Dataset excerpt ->

· · ·

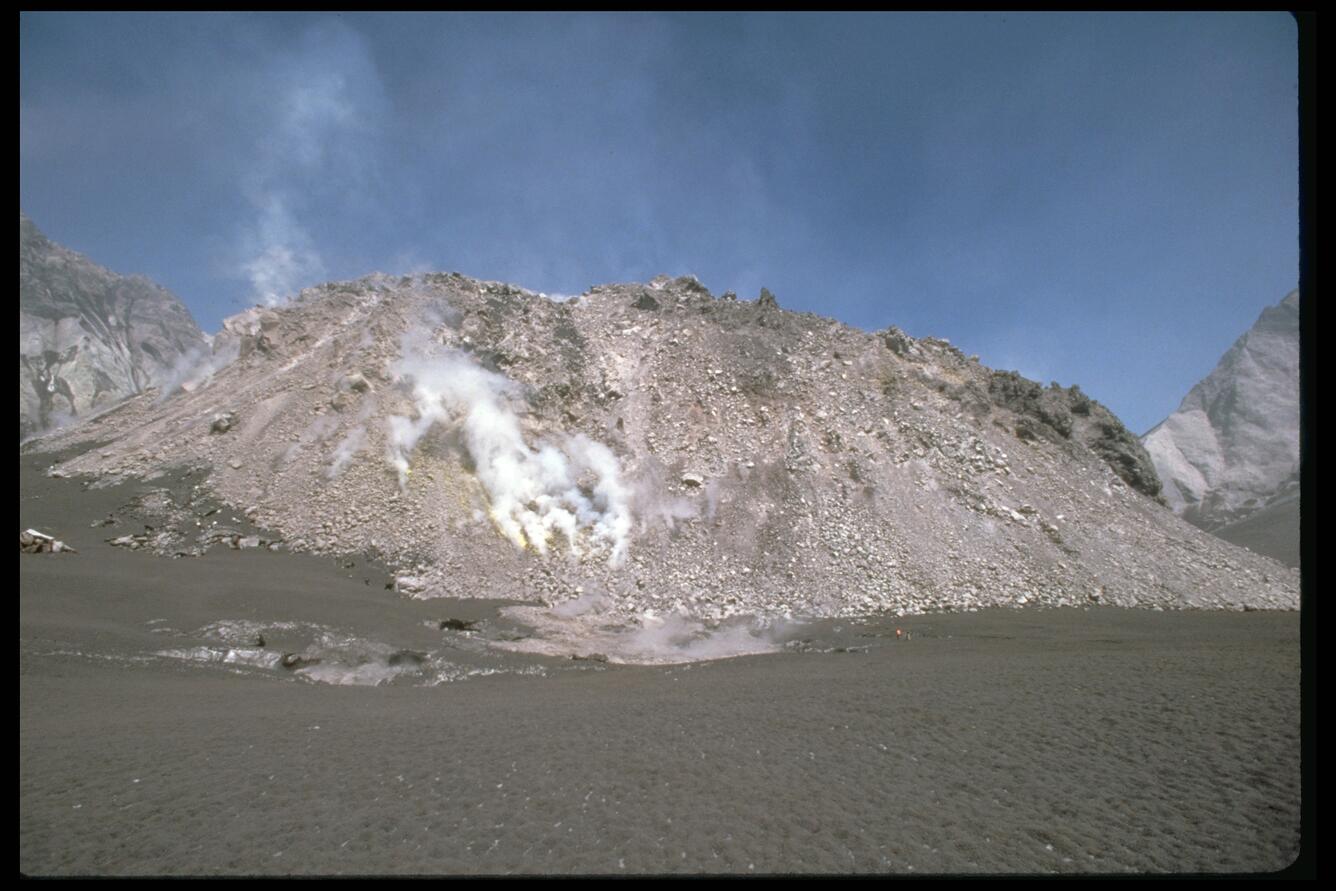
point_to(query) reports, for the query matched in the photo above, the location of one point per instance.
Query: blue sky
(1096, 199)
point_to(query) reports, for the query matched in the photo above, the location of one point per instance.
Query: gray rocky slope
(661, 449)
(88, 337)
(1229, 454)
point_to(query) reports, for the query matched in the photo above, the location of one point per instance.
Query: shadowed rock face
(1229, 456)
(649, 446)
(87, 337)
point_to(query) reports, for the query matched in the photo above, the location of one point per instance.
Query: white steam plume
(198, 365)
(315, 144)
(344, 452)
(572, 489)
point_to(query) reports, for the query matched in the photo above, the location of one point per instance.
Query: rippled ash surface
(1002, 742)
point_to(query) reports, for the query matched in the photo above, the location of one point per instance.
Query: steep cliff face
(87, 337)
(1229, 456)
(661, 449)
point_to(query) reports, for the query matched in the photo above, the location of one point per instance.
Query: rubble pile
(665, 449)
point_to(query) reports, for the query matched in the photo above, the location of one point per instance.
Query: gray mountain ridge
(655, 448)
(1229, 454)
(88, 337)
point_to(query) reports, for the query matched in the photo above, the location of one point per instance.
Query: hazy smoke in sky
(313, 146)
(572, 489)
(282, 254)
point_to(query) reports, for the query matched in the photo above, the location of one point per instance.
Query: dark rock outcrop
(88, 337)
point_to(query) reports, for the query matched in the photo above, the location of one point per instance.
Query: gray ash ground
(998, 742)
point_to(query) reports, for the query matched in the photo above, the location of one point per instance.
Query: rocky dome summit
(655, 448)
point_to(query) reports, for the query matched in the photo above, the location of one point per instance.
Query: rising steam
(568, 490)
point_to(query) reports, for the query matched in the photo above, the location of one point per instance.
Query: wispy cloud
(315, 146)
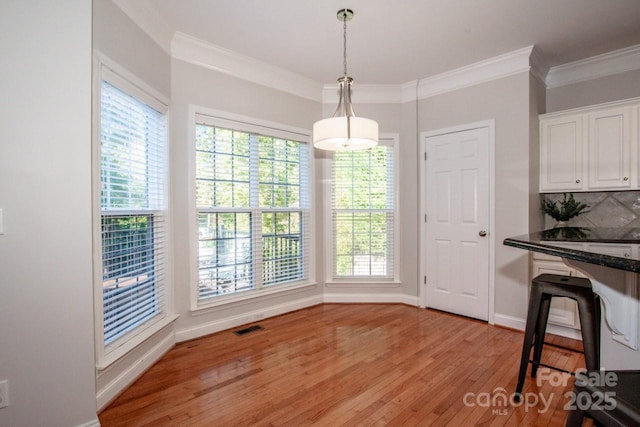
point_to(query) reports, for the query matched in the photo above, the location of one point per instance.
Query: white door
(457, 220)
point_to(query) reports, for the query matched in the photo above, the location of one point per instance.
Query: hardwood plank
(345, 364)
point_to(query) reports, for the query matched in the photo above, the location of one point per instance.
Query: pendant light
(344, 131)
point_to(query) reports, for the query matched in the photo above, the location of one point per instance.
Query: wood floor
(344, 365)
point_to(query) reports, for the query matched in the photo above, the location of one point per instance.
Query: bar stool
(543, 288)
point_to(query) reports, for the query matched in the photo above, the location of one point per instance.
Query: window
(252, 201)
(362, 213)
(132, 232)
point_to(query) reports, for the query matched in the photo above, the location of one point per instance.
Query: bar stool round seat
(543, 289)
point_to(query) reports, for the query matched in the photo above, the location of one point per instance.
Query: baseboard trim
(244, 318)
(108, 393)
(509, 322)
(381, 298)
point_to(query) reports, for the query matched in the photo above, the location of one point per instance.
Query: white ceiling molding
(539, 67)
(365, 94)
(480, 72)
(199, 52)
(149, 20)
(615, 62)
(518, 61)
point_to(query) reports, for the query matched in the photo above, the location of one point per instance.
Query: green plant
(565, 209)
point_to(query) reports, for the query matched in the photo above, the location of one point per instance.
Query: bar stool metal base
(543, 289)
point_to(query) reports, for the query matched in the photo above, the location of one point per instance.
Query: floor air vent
(248, 330)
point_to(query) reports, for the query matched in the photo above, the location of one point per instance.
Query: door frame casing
(422, 287)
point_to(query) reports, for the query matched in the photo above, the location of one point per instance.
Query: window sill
(250, 295)
(117, 353)
(355, 283)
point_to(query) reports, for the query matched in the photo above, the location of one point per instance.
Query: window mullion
(256, 212)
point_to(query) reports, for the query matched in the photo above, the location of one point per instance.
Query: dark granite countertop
(611, 247)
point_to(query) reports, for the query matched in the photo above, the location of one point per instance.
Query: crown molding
(365, 94)
(149, 20)
(615, 62)
(518, 61)
(494, 68)
(199, 52)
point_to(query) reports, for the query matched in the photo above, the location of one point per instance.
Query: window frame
(388, 139)
(241, 123)
(106, 69)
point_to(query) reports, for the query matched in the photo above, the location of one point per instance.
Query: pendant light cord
(344, 29)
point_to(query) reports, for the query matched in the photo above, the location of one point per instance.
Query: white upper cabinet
(590, 149)
(561, 154)
(610, 149)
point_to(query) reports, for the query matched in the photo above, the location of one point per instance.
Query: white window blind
(362, 214)
(133, 139)
(252, 200)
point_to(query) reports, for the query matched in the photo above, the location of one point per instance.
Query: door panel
(457, 202)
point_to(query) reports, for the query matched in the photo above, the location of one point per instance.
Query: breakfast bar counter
(610, 258)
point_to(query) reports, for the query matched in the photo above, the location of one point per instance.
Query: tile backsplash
(606, 209)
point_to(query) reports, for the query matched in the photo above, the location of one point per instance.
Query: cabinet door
(561, 154)
(563, 311)
(610, 149)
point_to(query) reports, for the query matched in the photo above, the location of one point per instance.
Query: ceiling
(393, 42)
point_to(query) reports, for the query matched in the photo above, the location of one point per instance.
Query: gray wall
(46, 297)
(595, 91)
(507, 102)
(115, 35)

· · ·

Stated goal -> Print out every entry above without changing a word, and leave out the pictures.

Full answer ->
point_to(query) reports, for the query matched in the photo above, the location of one point per instance.
Query: blue sky
(1096, 199)
point_to(query) reports, for the query matched in the photo above, the location of one point per instance.
Query: gray rocky slope
(661, 449)
(88, 337)
(1229, 454)
point_to(query) reports, for the query matched in the photo above, the location of one point per instance.
Query: shadowed rock face
(1229, 456)
(649, 446)
(87, 337)
point_to(query) reports, for the query matched in the photo above, the location of one point per instance.
Query: white steam plume
(198, 365)
(315, 144)
(344, 452)
(572, 489)
point_to(query) reports, for the query matched in the photo above, the location of one point per instance.
Query: rippled ash surface
(1002, 742)
point_to(query) reports, for the query matched in the photo above, the location of one point per instance.
Query: steep cliff face
(87, 337)
(1229, 456)
(661, 449)
point_to(query) reports, for the query matched in the photo above, the location of one point per instance.
Query: rubble pile
(665, 449)
point_to(query) reports, for the query matched in the photo above, the location of one point per instance.
Query: gray mountain ridge
(655, 448)
(1229, 454)
(88, 337)
point_to(query) reports, for the query matched in the photo above, the location of one point per instance.
Query: hazy smoke in sky
(313, 146)
(572, 489)
(282, 254)
point_to(query) reports, for the query matched in the photo above, the location of one point per instance.
Query: dark rock outcrop
(88, 337)
point_to(query) reports, for the query matched in the photo above, the location of one point per instance.
Query: gray ash ground
(998, 742)
point_to(query) reports, for the query matched in the photo above, the location of one point per instance.
Query: rocky dome summit
(655, 448)
point_to(query) reports, for the query matched in the photo above, the location of one point per instance.
Query: rising steam
(568, 490)
point_to(query) reports, for the query matched in the photo above, the location of one point per instance.
Query: wispy cloud
(315, 146)
point_to(query) reports, for the query matched in the photo above, the location of one point per instance.
Query: white door
(457, 220)
point_to(query) reports, for the query matched in the photo above, the location of one point per instance.
Query: hardwood plank
(345, 364)
point_to(query) reports, for the query matched in the photo above, the location of one point per instance.
Query: pendant light
(344, 131)
point_to(query) reports, for the query matched in the photo above, the location of one point per instance.
Query: wood floor
(344, 365)
point_to(query) reports, for the query matched in the photo above, the location of one point per instance.
Query: bar stool
(543, 288)
point_to(query) reports, for the query matched in the photo above, the location of one point per instance.
Query: window
(252, 201)
(362, 213)
(132, 232)
point_to(query) reports, for the query matched in the photo above, the location of one point per instance.
Query: bar stool round seat
(543, 289)
point_to(query) reports, for the query matched in the photo above, the location of one point per instance.
Query: baseboard trim
(244, 318)
(108, 393)
(509, 322)
(381, 298)
point_to(query) reports, for the query matched in the photo above, the location of one point per instance.
Query: white ceiling molding
(539, 67)
(365, 94)
(480, 72)
(199, 52)
(149, 20)
(615, 62)
(518, 61)
point_to(query) reports, for the query matched in the photo above, the location of one point per instance.
Query: green plant
(565, 209)
point_to(query) reports, for the query matched in the photo above, the location of one point per instance.
Query: bar stool metal base
(543, 289)
point_to(query) reports, for the query matched in the photo above, the location of one point per instance.
Query: floor air vent
(248, 330)
point_to(query) reports, for the query matched in the photo above, the location of one point per instance.
Query: door frame casing
(422, 287)
point_to(query) reports, for the query matched in the photo above, the location of one point per instance.
Query: window sill
(250, 295)
(117, 353)
(355, 283)
point_to(query) reports, for the query matched in the photo above, the location of one point per instance.
Query: window mullion
(256, 212)
point_to(query) reports, for the query matched in the photo above, the location of one point per instance.
Query: dark granite countertop
(611, 247)
point_to(query) reports, for the query matched in the photo above, the location of one point per instance.
Query: crown molding
(365, 94)
(149, 20)
(615, 62)
(518, 61)
(494, 68)
(199, 52)
point_to(query) reports, for the query matched in the photo above, the location of one point per instance.
Query: window frame
(388, 139)
(241, 123)
(106, 69)
point_to(query) reports, for the query matched in the photo above, the location of one point per instance.
Query: pendant light cord
(344, 29)
point_to(query) reports, for the query matched in the photo above, the location of one point per instance.
Query: white upper cabinet
(590, 149)
(561, 154)
(610, 149)
point_to(query) reports, for the query matched in the photo above, the location of one point per instance.
Query: white window blind
(362, 214)
(133, 139)
(252, 200)
point_to(query) reports, for the query matched in the photo above, the location of one point per instance.
Query: door panel
(457, 202)
point_to(query) reports, for the query matched in the photo above, the location of one point per instance.
Query: breakfast bar counter
(610, 258)
point_to(query) reports, for the query matched in the photo above, the location of one point per instance.
Query: tile backsplash
(606, 209)
point_to(query) reports, for the query matched in the photo above, the location of one point per instance.
Query: cabinet door
(561, 154)
(563, 311)
(610, 149)
point_to(query) reports, for the query matched in the photo above, the location of one point per instance.
Query: ceiling
(393, 42)
point_to(query) reports, for the query matched in the photo above, the location of one point per instance.
Query: gray wall
(46, 297)
(595, 91)
(507, 102)
(115, 35)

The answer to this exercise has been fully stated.